─── Input rows

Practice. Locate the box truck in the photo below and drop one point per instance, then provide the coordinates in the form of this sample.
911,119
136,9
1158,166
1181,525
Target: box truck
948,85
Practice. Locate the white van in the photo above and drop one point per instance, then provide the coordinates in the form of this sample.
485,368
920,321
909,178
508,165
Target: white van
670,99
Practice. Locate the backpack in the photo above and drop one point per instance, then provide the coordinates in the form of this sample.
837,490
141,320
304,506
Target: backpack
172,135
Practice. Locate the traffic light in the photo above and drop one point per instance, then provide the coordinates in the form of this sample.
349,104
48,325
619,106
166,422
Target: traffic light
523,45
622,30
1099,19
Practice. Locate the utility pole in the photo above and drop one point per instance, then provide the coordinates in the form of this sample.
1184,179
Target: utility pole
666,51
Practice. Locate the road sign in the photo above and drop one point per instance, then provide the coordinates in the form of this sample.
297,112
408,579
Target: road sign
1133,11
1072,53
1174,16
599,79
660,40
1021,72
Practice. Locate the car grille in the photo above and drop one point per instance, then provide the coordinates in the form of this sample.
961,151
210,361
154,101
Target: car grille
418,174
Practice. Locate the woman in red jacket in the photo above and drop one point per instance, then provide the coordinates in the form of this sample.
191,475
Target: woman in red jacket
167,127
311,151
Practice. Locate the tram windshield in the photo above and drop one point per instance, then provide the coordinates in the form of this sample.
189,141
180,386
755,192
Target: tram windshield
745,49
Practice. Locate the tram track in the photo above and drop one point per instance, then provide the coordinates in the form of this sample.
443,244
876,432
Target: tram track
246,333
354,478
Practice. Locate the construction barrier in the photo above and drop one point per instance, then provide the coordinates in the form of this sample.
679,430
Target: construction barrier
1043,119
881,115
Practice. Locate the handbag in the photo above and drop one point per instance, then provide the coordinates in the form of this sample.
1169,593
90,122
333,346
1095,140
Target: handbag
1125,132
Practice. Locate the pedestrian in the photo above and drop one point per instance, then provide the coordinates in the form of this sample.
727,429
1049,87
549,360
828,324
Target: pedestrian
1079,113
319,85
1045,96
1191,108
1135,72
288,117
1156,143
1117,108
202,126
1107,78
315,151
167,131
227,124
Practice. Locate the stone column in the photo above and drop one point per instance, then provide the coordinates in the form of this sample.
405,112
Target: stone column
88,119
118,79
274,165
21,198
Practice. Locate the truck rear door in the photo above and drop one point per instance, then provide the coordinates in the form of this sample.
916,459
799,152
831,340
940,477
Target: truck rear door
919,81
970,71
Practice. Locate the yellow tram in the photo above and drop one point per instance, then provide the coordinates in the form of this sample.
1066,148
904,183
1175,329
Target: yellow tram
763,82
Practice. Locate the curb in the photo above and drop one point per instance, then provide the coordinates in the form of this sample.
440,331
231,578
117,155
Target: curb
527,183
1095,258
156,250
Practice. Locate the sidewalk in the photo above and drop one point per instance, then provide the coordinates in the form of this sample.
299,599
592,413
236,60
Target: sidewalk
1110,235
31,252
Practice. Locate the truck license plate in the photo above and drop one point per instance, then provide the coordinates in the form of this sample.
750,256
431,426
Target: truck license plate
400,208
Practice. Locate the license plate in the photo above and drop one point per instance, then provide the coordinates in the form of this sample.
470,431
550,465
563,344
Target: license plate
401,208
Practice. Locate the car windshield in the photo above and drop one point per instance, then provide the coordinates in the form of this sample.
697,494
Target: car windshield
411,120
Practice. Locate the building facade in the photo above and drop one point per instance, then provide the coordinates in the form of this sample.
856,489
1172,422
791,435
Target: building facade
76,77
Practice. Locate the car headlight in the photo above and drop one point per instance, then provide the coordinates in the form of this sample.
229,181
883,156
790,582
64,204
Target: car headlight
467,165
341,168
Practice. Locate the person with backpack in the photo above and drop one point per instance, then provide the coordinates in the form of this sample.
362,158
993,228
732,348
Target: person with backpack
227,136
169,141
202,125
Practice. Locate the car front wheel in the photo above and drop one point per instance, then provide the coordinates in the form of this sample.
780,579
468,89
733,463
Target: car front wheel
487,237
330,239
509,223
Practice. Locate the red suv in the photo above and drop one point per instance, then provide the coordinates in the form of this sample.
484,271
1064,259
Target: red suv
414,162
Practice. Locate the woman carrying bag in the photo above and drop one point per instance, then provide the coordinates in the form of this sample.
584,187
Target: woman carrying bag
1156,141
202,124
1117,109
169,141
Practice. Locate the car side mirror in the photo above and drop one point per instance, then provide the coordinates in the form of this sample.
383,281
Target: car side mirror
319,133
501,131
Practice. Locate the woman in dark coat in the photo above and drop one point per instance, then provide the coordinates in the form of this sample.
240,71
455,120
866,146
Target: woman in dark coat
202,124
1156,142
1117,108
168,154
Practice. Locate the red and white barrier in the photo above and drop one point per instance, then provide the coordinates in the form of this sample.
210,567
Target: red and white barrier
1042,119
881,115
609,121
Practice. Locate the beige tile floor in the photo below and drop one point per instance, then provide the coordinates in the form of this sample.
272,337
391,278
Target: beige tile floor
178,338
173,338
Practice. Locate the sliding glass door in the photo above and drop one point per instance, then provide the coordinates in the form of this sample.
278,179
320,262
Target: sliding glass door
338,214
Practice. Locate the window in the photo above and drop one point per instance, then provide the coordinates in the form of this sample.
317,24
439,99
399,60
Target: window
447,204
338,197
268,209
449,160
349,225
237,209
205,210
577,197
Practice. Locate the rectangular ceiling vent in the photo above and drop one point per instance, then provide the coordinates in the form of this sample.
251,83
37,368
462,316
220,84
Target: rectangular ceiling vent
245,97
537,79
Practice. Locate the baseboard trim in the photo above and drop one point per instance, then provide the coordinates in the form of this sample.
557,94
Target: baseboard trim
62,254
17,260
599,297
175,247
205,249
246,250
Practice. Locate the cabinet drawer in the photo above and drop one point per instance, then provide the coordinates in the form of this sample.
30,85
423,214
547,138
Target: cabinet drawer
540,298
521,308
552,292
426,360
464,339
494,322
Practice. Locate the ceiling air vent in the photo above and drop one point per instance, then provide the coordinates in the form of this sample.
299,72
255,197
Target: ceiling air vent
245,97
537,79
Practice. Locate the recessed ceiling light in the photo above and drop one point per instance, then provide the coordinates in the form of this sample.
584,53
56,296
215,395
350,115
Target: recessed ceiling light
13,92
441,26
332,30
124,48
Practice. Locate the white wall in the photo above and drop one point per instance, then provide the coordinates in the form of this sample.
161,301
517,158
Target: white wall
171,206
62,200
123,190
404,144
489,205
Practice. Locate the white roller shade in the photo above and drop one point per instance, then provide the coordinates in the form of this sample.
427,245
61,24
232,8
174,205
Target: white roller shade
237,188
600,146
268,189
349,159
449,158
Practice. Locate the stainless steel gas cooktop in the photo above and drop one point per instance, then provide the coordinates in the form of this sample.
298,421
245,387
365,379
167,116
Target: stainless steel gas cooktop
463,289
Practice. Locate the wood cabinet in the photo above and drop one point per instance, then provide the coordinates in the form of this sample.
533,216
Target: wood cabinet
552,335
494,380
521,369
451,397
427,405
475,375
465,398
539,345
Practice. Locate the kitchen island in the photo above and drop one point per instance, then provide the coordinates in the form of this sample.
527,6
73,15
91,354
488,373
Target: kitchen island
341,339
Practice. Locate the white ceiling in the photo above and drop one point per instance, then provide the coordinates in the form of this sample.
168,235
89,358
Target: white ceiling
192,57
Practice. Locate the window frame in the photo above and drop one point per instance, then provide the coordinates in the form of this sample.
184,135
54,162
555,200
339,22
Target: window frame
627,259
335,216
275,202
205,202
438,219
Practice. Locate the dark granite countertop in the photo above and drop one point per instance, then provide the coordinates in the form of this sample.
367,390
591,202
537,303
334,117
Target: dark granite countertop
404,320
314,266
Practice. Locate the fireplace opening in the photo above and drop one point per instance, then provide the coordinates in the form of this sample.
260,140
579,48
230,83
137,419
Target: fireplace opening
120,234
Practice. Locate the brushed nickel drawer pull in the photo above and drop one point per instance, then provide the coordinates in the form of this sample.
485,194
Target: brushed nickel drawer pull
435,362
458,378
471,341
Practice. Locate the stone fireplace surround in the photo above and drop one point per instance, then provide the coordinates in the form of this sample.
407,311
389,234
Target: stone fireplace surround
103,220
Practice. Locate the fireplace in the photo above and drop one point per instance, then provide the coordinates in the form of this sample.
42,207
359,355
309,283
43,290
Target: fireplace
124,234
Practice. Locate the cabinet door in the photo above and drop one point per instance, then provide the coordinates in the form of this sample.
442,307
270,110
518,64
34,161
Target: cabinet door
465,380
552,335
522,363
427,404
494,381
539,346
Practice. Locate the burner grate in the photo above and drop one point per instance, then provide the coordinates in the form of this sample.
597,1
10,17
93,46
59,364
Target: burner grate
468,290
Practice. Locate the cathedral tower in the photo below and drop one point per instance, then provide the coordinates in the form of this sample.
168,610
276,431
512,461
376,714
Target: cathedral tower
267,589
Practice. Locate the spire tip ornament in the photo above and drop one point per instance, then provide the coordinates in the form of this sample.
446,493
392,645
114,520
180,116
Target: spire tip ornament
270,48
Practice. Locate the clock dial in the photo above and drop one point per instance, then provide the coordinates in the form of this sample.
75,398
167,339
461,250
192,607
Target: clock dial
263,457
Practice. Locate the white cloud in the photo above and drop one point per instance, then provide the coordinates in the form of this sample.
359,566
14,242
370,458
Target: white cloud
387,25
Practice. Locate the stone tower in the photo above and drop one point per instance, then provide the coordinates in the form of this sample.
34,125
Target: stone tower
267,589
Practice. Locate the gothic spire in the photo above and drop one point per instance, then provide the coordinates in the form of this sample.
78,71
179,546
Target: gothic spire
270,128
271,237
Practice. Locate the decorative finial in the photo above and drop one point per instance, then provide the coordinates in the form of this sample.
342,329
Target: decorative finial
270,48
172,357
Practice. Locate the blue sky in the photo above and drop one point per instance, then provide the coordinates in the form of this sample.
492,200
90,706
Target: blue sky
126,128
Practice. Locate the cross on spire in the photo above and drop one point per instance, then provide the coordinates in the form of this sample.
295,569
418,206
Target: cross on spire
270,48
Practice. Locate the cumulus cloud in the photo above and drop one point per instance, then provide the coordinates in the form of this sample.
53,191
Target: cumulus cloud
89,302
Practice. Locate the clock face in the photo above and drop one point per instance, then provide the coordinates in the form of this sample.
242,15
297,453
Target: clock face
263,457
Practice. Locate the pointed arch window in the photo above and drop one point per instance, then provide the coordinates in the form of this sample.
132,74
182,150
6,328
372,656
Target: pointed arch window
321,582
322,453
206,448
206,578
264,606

──────

### [Required work]
Give the lines exactly as they stand, from the line with "Practice. Locate the cumulus" through the end of the material.

### [Reply to the task]
Practice. Locate the cumulus cloud in the photo above and drop one point per instance, then provide the coordinates in the form of this sample.
53,191
Target: cumulus cloud
89,302
Practice. Locate the clock face in the photo above and drop one point per instance, then provide the coordinates in the form of this sample.
242,15
297,453
Target: clock face
263,457
Practice. Locate the pointed arch window in the photo above and drop one point per instance, then provide the coordinates in the form of this sample.
132,74
182,150
6,328
372,656
Target: pointed arch window
321,582
322,453
206,448
206,578
264,606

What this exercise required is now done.